*RECORD SET*:
━━━━━━━━━━━━━━━━━━━━━━━━━━━━━━
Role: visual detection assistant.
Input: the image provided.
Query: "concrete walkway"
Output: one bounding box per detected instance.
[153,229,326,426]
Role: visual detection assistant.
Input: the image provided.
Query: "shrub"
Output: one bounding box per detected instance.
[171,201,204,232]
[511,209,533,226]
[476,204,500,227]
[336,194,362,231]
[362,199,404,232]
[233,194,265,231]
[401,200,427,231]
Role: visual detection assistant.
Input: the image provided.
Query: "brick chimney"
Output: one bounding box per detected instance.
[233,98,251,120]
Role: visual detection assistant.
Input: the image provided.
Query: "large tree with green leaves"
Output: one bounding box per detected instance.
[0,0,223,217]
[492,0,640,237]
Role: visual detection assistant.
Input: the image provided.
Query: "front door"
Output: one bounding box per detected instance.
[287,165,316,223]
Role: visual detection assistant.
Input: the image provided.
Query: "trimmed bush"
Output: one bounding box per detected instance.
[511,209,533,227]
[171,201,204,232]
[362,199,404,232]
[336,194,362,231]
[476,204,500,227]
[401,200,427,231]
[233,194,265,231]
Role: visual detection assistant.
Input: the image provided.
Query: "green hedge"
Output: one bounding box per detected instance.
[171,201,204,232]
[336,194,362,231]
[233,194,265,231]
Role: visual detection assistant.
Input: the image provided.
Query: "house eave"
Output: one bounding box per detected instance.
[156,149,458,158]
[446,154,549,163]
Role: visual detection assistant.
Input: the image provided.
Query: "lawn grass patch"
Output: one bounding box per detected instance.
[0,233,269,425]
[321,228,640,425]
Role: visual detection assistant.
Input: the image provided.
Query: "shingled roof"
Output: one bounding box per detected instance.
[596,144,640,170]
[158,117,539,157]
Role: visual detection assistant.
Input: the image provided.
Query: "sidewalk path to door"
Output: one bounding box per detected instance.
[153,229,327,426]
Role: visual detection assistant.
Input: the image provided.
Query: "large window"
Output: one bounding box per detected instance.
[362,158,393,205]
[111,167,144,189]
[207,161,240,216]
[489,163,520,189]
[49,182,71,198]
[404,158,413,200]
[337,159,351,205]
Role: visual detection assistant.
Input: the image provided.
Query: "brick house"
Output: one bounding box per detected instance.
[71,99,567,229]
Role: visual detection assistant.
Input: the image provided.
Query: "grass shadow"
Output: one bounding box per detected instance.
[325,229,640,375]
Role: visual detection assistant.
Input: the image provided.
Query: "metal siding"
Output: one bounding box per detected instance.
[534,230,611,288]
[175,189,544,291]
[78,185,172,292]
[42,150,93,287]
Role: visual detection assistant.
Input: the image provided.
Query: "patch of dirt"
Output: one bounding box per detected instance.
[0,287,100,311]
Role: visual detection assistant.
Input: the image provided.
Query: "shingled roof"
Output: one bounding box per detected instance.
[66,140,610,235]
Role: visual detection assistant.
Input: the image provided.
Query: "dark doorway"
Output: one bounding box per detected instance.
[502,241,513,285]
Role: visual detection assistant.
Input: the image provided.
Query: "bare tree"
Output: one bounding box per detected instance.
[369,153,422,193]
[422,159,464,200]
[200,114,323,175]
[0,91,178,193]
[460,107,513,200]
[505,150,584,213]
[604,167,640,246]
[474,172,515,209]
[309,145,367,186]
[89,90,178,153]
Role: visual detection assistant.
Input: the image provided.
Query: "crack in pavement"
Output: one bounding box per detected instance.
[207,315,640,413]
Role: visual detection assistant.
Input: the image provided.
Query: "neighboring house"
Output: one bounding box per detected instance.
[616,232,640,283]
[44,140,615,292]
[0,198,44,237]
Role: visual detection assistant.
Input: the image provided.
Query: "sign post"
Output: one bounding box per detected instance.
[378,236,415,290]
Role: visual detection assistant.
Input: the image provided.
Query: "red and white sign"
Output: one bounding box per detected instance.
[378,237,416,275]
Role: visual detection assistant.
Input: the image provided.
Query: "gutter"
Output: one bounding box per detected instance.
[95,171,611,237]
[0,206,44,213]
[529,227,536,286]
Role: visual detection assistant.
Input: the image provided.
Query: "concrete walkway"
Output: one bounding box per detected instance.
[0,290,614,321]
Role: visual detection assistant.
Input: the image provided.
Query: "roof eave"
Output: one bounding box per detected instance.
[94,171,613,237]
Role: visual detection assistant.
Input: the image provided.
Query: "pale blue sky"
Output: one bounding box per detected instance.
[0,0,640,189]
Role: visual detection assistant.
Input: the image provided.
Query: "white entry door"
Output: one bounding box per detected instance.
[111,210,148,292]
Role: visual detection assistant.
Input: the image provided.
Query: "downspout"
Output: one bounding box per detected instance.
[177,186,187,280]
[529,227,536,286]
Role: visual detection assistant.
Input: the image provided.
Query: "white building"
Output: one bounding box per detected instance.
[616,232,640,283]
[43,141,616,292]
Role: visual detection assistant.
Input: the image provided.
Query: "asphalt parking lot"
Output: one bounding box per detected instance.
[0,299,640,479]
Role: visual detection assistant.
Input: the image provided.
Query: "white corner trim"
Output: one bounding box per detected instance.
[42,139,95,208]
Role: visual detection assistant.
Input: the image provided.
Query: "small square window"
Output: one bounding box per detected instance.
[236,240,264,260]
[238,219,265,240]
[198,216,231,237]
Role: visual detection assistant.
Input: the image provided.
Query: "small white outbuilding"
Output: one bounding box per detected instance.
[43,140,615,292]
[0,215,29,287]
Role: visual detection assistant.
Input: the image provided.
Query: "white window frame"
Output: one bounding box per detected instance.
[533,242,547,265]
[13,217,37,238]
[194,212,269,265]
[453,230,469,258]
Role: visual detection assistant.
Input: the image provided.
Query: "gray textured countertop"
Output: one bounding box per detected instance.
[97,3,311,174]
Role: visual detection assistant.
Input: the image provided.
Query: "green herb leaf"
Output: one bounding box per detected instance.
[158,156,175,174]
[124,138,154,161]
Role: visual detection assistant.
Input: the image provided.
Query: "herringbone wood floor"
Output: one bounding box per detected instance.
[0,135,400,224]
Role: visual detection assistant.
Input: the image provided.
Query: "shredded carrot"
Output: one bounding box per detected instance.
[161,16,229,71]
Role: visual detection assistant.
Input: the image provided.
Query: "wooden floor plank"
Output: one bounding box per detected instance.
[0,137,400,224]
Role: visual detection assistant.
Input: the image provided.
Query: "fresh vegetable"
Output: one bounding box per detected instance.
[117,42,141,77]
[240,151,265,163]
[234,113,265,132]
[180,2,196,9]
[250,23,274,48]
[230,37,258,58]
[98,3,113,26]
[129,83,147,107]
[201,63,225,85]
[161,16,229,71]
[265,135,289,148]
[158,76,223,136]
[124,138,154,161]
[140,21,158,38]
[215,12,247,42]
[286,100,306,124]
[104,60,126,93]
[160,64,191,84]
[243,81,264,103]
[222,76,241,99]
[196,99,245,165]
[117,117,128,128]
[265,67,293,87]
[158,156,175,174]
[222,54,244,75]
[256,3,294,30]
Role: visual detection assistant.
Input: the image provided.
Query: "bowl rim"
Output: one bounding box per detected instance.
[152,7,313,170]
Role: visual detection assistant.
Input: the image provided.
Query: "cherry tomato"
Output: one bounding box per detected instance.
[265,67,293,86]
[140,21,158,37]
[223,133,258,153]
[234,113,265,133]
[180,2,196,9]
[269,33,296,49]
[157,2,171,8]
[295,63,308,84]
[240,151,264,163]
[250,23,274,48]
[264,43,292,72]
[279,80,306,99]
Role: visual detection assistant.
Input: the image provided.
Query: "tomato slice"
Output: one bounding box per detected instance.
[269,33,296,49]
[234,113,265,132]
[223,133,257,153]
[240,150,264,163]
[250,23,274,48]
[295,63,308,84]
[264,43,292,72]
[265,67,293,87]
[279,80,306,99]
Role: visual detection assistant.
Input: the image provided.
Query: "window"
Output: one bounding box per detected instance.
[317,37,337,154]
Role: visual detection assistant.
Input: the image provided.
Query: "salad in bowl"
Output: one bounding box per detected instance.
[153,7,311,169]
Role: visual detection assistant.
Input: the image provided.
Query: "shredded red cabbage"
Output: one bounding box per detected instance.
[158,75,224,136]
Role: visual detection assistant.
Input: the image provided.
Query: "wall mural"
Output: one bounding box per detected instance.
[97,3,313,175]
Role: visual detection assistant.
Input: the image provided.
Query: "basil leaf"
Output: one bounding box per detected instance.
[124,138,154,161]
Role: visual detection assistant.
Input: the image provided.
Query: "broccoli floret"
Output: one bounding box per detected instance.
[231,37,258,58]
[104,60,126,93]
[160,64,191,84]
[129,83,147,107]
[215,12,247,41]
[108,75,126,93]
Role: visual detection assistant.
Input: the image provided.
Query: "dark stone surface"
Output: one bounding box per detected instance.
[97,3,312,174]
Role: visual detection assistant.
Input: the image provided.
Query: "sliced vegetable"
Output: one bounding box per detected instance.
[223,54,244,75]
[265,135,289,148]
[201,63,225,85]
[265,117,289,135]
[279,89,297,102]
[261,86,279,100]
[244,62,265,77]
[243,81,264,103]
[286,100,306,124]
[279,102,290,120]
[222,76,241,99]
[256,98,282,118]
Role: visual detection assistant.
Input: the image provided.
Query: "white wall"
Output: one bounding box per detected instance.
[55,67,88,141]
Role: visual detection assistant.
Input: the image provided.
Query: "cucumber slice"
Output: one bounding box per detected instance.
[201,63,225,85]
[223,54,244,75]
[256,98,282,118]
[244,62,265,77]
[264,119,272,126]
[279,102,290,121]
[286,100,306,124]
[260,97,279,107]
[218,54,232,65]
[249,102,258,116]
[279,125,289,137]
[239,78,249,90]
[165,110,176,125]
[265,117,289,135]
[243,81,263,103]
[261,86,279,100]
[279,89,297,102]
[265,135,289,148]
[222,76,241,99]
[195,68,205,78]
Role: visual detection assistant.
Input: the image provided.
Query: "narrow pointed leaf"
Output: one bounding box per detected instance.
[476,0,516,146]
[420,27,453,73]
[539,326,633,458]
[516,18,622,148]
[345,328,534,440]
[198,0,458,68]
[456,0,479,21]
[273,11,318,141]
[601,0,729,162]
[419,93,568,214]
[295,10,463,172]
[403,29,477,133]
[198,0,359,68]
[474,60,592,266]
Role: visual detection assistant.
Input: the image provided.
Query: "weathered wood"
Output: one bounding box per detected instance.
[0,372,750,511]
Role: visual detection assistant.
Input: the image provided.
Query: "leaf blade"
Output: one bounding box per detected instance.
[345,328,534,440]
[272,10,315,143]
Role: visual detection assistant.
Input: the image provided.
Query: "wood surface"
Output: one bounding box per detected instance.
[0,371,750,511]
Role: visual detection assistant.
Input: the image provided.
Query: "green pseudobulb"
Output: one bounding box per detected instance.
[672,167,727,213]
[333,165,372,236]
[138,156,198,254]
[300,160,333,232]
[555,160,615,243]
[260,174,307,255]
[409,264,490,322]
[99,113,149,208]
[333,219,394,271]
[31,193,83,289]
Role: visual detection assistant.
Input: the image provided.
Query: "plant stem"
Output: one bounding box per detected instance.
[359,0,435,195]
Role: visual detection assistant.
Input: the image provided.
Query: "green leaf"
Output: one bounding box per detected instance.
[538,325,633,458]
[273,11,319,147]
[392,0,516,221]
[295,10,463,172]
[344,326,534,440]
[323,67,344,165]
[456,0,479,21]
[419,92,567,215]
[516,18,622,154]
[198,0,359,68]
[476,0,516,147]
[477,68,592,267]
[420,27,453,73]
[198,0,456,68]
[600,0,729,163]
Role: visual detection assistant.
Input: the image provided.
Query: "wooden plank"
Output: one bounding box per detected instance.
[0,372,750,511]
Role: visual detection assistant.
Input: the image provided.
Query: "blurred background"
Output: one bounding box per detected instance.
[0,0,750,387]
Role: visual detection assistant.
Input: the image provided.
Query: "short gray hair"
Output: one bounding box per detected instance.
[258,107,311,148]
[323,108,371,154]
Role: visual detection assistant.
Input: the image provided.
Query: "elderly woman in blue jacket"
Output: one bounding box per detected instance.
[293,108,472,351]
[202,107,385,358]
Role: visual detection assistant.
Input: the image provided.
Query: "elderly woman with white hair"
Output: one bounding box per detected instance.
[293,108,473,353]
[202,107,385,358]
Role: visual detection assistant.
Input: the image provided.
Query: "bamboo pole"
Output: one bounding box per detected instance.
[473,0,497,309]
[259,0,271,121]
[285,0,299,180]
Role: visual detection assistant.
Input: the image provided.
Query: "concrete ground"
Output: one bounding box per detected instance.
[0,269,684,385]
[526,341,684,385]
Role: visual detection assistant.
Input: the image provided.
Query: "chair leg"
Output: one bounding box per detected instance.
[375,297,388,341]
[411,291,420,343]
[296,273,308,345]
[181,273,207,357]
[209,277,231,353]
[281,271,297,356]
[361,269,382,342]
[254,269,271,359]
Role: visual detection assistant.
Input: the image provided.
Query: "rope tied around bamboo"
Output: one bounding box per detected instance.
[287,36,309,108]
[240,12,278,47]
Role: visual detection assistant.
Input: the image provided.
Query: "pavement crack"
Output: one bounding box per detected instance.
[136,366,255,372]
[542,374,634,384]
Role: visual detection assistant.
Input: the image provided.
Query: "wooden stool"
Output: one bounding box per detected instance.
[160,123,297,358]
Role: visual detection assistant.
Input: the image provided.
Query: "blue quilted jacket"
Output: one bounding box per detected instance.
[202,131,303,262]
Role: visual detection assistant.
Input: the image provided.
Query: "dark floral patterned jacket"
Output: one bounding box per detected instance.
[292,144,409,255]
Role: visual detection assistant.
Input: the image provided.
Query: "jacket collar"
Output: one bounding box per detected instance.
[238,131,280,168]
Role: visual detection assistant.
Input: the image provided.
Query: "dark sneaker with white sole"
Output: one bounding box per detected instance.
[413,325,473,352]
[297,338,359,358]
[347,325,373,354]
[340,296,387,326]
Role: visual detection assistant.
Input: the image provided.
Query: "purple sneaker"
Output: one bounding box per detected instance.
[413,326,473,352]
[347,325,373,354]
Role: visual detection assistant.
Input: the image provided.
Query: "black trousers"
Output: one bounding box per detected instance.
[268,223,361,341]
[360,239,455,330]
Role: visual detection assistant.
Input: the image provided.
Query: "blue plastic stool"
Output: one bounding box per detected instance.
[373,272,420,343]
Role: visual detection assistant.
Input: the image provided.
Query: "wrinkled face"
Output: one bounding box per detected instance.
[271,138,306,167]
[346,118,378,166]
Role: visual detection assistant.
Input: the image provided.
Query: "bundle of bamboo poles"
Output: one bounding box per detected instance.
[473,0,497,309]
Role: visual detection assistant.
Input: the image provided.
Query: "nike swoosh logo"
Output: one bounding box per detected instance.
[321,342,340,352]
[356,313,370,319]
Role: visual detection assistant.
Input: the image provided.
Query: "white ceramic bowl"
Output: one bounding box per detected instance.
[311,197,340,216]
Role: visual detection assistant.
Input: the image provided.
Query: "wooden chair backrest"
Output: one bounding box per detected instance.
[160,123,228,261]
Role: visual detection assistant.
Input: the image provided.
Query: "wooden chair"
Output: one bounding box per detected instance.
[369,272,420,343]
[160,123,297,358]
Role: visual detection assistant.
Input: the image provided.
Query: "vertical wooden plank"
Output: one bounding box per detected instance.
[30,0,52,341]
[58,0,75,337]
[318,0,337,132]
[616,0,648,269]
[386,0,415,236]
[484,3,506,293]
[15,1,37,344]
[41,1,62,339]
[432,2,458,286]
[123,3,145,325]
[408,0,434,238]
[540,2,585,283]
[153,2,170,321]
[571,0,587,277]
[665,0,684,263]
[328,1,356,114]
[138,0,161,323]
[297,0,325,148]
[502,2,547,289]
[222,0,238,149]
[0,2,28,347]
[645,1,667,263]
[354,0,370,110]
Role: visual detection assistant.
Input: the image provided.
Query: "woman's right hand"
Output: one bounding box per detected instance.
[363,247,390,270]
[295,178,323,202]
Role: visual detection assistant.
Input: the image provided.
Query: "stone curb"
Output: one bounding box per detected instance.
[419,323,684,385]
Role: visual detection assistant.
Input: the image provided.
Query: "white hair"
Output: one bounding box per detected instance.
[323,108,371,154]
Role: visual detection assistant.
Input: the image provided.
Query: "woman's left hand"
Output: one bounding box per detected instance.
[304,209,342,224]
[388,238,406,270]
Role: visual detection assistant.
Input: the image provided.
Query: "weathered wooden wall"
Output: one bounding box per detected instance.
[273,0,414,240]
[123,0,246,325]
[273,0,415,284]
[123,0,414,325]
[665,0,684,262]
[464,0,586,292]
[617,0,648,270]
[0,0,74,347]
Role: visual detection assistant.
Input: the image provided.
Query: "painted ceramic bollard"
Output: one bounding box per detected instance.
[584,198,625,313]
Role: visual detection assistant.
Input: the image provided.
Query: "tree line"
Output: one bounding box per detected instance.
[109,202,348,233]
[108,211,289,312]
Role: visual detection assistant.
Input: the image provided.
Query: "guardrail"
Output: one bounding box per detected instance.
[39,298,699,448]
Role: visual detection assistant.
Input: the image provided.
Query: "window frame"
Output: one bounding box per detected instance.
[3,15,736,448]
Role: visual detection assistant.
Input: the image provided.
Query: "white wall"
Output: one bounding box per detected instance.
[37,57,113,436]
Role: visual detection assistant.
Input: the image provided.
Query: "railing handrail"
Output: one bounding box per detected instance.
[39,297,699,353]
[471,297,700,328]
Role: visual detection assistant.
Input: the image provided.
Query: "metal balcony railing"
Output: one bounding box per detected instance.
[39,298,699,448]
━━━━━━━━━━━━━━━━━━━━━━━━━━━━━━
*EXERCISE DIRECTIONS*: Copy out the lines of the records from the very start through the line that contains "[233,98,251,120]", keeping both ends and changing nothing.

*RESULT OF THIS TASK*:
Role: visual detection assistant.
Input: the image provided.
Query: "concrete walkway"
Output: one bounding box per detected instance.
[153,229,326,426]
Role: visual detection assistant.
Input: the image provided.
Query: "shrub"
Output: one bounding box per detected instance.
[171,201,204,232]
[511,209,533,226]
[476,204,500,227]
[336,194,362,231]
[362,199,404,232]
[233,194,265,231]
[401,200,427,231]
Role: visual detection assistant.
Input: the image provided.
Query: "brick chimney"
Output: one bounding box per detected instance.
[233,98,251,120]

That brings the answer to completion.